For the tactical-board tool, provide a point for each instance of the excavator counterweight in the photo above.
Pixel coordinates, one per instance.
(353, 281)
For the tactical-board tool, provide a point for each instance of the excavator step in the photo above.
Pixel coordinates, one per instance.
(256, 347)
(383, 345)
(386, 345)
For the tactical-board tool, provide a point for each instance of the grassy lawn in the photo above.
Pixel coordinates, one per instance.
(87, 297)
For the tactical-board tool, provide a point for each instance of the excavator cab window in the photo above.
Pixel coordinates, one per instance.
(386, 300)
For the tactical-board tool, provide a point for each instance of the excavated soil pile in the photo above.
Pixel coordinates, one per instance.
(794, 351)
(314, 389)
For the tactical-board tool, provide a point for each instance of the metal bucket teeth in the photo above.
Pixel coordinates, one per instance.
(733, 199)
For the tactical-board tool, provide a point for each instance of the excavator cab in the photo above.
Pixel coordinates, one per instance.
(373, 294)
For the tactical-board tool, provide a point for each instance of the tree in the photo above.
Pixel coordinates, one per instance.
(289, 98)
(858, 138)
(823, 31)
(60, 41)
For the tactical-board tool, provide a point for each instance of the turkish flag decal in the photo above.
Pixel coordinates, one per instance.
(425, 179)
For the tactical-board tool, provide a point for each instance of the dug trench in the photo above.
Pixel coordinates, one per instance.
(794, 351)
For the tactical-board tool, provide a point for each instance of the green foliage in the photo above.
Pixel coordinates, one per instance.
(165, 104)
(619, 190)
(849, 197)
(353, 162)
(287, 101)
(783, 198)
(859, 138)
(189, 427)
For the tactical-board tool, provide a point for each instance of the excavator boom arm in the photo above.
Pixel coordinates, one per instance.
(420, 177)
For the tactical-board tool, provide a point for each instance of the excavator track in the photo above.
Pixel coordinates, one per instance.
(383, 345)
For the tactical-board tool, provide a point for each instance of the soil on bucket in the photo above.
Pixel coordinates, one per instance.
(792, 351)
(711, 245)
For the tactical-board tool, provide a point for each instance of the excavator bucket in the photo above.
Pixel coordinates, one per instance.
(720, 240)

===============

◆ **TASK INSTRUCTIONS**:
Every entry, from the first line to the last, should be retyped exactly.

◆ **OUTPUT OF THE EXERCISE**:
For the tactical-board tool, provide a point for each instance of the excavator counterweight in the photo above.
Pixel coordinates, one per instance.
(353, 281)
For the tactical-board tool, provide a point for each instance of the excavator step in the photo above.
Pixel coordinates, one per instance.
(256, 347)
(383, 345)
(386, 345)
For the tactical-board tool, provide a point for each instance of the grassy lawn in the photo above.
Pixel coordinates, one per instance.
(87, 297)
For the tactical-board tool, provide a point for each instance of the excavator cab window in the photo above.
Pixel coordinates, one per instance.
(386, 300)
For the tactical-board tool, provide a point for each instance of the excavated soil pile in the photo above.
Pixel coordinates, one per instance.
(794, 351)
(314, 389)
For the tactical-board tool, provide a point for each instance of the metal bucket teeth in the photo above.
Pixel coordinates, one per instance.
(733, 199)
For the tactical-board tool, provide a point for each instance of the excavator cab in the photo above.
Pixel coordinates, one per instance.
(373, 294)
For the tactical-board tool, provide a point for each instance of the tree in the photo above.
Pixel coordinates, one per instance.
(289, 98)
(858, 138)
(823, 31)
(60, 41)
For the tactical-board tool, provide a point for each instance of the turkish flag decal in the photo above.
Pixel coordinates, one per instance.
(425, 179)
For the tactical-board tool, provide a point for each instance of the dug trench in the photo above.
Pixel coordinates, one per instance.
(794, 351)
For the tactical-board tool, provide a point for each instance of the green foliage in the photo above.
Pixel coordinates, one per instance.
(165, 104)
(619, 190)
(849, 197)
(353, 162)
(287, 101)
(783, 198)
(859, 138)
(189, 427)
For the tactical-board tool, provide a point for each instance of the excavator boom arm in the photo above.
Pixel coordinates, one per instance.
(420, 177)
For the tactical-board tool, provide a point for each instance of the excavator track in the photo above.
Pixel coordinates, one per instance.
(383, 345)
For the tactical-board tool, provide a point for each instance of the soil on bucket in the photo above.
Pixel coordinates, one per instance.
(792, 351)
(711, 245)
For the tactical-board tool, provide a point for each instance of the excavator bucket in the photo above.
Pixel coordinates, one per instance.
(720, 240)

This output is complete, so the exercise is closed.